| GIVEN PASSAGE |

★ ★ ★ ★

# So irritating..dealing with seedbanks



## 2Dog (Aug 21, 2009)

So I have tried 2 x unsuccesfully to buy seeds online. Once at Attitude once at NL. I purchased two visa gift cards to make my payments figuring that was the safe way to go. Well attitude can only take one card at a time and my order was for more than 100.00 which is the most for one card. Then I tried NL and they dont take visa gift cards period my oder was denied..Urgggg I dont want to give them my cc and it seems like cash and money order paymenst get lost/stolen. Does anyone else just use the reg card? So many obstacles and I want to give them money sheesh...thanks people. :holysheep:  :ignore:


----------



## OGKushman (Aug 21, 2009)

I use my debit card.


----------



## 2Dog (Aug 21, 2009)

I will probably use my cc no way on my checking account. I worked for BofA and I know what devestation places can do by overcharging...Kaiser has put holds on 800.00 of my funds for 165.00 worth of prescriptions..the Jerks.


----------



## 2Dog (Aug 22, 2009)

:confused2:  :48:  :ccc: : :smoke1:  haha I typed my oder was denied...I stink. in a good way yeah for purple.


----------



## Gman_517 (Aug 22, 2009)

go to walmart,they do prepaid visas for $3 i just ordered some seeds today with it from dope-seeds


----------



## 2Dog (Aug 22, 2009)

thanks gman...do they say gift card or do they put your name on it? maybe that site takes the gift ones..I could try again I get bummed picking everything out then failure


----------



## Mutt (Aug 22, 2009)

it'll be a credit card just a pre-paid one. Western Union has em to. can put more than 100 bucks on em.


----------



## dekgib (Aug 22, 2009)

i am sorry that things areso crapy for you in the as i hope to get some of my own soon this type of thing makes me hesitant but i do hope you get it worked out to your satisfaction


----------



## 2Dog (Aug 22, 2009)

thanks people...I will be trying again soon. Part of me said F that I should just go to LA or Oakland and get seeds there but are they as good? do the clubs sell them? I have seen seeds at a couple clubs locally but only one type and the strains werent impressive.


----------



## SPEARCHUCKER (Aug 22, 2009)

Try hxxp://www.worldwide-marijuana-seeds.com/ at Single Seed.
I wrote them an email a month ago about all the cards they accept. And they will accept anything with Visa written on it.
And if you have to. You can break up your order if the beans are over 100. You could just put 6 beans on one card and 4 on another if you wanted to.


----------



## 2Dog (Aug 22, 2009)

ty spears! I will try that site.


----------



## Gman_517 (Aug 22, 2009)

hey man,them prepaid visa debit cards at walmart are regular debit cards .you set up the card through the phone and you make yourself a pin for it and you use the card you bought until you receive the new one in the mail. the one they send you has your name on it, but the temporary doesnt.if you dont have a walmart close by,you could also go to a chase bank and as long as you have an account with them,you can get prepaid debit cards. both will work.Ive never heard of the western union prepaids but im sure they'd do the job as well. anyways,time to blaze.good luck with gettin your beans.-peace


----------



## ArtVandolay (Aug 22, 2009)

★ ★ ★ ★

| SHORT PROBLEM |
Answer these from the seedbank thread:
(a) How much does Gman_517 say Walmart charges for its prepaid Visas?
(b) How much did Kaiser put on hold in 2Dog's account, and for how much in prescriptions?
(c) Besides Walmart, where does Gman_517 say people with an account can get prepaid debit cards?

★ ★ ★ ★

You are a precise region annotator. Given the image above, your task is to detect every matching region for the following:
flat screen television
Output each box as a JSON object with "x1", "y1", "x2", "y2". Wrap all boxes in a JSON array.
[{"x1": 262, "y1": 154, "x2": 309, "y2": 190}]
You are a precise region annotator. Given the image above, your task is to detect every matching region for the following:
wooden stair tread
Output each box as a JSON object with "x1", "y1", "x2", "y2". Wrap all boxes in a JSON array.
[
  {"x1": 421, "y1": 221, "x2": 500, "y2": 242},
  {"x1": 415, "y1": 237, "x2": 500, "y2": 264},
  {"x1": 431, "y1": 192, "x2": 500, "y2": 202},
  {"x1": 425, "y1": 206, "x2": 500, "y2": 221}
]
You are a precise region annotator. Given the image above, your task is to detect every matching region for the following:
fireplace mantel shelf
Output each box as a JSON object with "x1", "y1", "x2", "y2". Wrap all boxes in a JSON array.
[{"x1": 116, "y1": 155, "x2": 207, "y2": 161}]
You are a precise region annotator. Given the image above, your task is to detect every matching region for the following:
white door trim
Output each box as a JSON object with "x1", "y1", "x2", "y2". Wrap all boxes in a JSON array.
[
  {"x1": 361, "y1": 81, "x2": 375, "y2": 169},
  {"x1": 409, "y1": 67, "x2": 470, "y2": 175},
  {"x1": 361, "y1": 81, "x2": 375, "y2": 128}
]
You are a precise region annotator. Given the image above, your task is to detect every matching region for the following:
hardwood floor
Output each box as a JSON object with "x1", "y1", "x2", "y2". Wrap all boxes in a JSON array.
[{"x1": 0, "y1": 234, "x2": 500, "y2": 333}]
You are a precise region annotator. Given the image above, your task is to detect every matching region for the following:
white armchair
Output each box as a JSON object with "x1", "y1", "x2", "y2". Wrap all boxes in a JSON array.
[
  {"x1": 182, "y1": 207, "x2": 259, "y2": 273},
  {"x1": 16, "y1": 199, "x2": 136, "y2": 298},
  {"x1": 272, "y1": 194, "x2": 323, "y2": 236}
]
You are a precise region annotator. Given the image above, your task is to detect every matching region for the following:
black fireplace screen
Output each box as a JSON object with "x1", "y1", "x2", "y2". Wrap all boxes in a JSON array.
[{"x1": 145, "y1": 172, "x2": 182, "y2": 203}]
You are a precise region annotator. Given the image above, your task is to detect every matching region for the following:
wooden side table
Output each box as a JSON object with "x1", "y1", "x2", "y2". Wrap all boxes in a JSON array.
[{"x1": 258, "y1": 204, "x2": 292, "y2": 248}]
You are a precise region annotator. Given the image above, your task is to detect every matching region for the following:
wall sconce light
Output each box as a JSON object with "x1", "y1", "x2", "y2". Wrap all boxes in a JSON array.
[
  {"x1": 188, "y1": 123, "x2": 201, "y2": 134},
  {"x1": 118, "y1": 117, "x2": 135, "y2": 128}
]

★ ★ ★ ★

| TASK SOLUTION |
(a) $3.
(b) $800.00 on hold for $165.00 worth of prescriptions.
(c) At a Chase bank.